Records from a dataset:
......
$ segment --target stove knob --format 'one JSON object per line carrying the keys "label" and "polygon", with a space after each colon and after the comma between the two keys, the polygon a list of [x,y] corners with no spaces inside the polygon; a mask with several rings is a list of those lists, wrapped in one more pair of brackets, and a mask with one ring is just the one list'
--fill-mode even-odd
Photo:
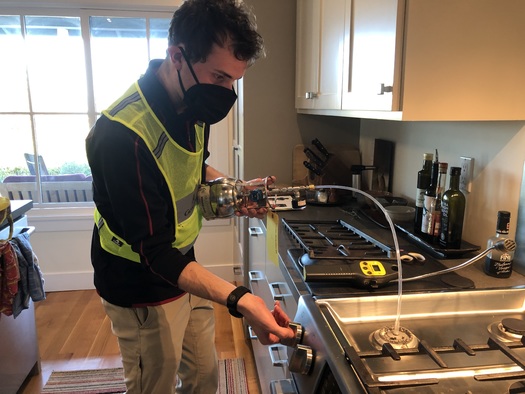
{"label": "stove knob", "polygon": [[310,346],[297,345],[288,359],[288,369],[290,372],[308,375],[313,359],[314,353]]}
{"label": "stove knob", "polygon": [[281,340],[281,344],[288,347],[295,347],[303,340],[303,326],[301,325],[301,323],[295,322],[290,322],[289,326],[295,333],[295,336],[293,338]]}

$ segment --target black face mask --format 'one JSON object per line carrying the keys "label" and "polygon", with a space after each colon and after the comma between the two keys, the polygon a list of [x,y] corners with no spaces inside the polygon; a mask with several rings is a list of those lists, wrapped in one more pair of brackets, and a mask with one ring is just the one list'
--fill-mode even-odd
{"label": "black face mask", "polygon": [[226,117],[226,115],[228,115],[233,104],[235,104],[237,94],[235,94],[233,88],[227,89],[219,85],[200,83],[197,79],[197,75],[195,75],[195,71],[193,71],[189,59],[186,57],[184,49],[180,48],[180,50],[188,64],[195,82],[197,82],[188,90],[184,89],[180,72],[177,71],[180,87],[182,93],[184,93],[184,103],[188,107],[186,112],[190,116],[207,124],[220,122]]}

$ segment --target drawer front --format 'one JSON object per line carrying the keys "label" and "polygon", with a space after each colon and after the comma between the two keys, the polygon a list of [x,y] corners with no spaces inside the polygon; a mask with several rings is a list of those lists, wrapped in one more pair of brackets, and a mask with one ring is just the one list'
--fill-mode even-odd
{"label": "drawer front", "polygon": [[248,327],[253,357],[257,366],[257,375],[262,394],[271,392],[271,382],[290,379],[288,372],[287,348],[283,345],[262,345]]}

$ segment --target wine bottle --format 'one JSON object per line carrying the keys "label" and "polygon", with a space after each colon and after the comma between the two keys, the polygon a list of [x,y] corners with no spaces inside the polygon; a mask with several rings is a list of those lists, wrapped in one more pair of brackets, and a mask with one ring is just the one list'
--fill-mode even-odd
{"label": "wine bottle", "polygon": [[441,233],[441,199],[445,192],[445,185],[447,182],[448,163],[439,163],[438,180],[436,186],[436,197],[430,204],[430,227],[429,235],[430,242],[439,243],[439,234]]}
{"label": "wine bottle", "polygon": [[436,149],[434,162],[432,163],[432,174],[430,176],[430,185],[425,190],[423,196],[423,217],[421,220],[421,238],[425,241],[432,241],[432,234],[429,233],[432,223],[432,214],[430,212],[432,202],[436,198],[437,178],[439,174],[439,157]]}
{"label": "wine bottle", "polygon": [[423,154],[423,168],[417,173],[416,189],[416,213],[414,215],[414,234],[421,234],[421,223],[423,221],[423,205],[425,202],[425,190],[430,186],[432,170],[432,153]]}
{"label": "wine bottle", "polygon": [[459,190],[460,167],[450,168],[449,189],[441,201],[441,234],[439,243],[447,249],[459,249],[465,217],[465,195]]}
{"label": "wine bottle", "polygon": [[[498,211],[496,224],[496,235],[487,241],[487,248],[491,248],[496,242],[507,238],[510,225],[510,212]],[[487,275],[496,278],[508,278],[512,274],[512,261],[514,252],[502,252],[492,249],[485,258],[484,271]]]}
......
● Task description
Write out every line of the entries that holds the word "wrapped".

● Written solution
$ segment --target stove knob --format 'one JSON object per line carrying the keys "label" and "polygon", with a space after each colon and after the comma between the two keys, the polygon a list of [x,y] corners with no spaces inside the polygon; a mask with several rings is a list of those lists, wrapped in one more pair of brackets, and a mask with one ring is just the one list'
$ segment --target black face mask --format 'one JSON object per line carrying the keys "label" and "polygon", with a space after each colon and after the comma between the two keys, the polygon a list of [x,y] corners with no spaces inside the polygon; a mask with several rings is a list of those lists, wrapped in one more pair of brackets, and a mask with one ring is just the one list'
$ segment --target drawer front --format 'one JSON object per line carrying the keys "label" and "polygon", with a space after each colon and after the comma between the two keys, the polygon a list of [x,y] corners with no spaces inside the polygon; a mask with several rings is a list of those lists, wrapped in one more pair of brackets, and a mask with one ring is just the one list'
$ segment --target wine bottle --format 'one JSON object per line carrying the keys "label" and "polygon", with a space after each colon and after the comma between the two keys, the polygon a list of [x,y] corners with no spaces inside the polygon; a mask with several rings is a list of those lists, wrapped in one more pair of brackets, and a mask with one ring is just the one list'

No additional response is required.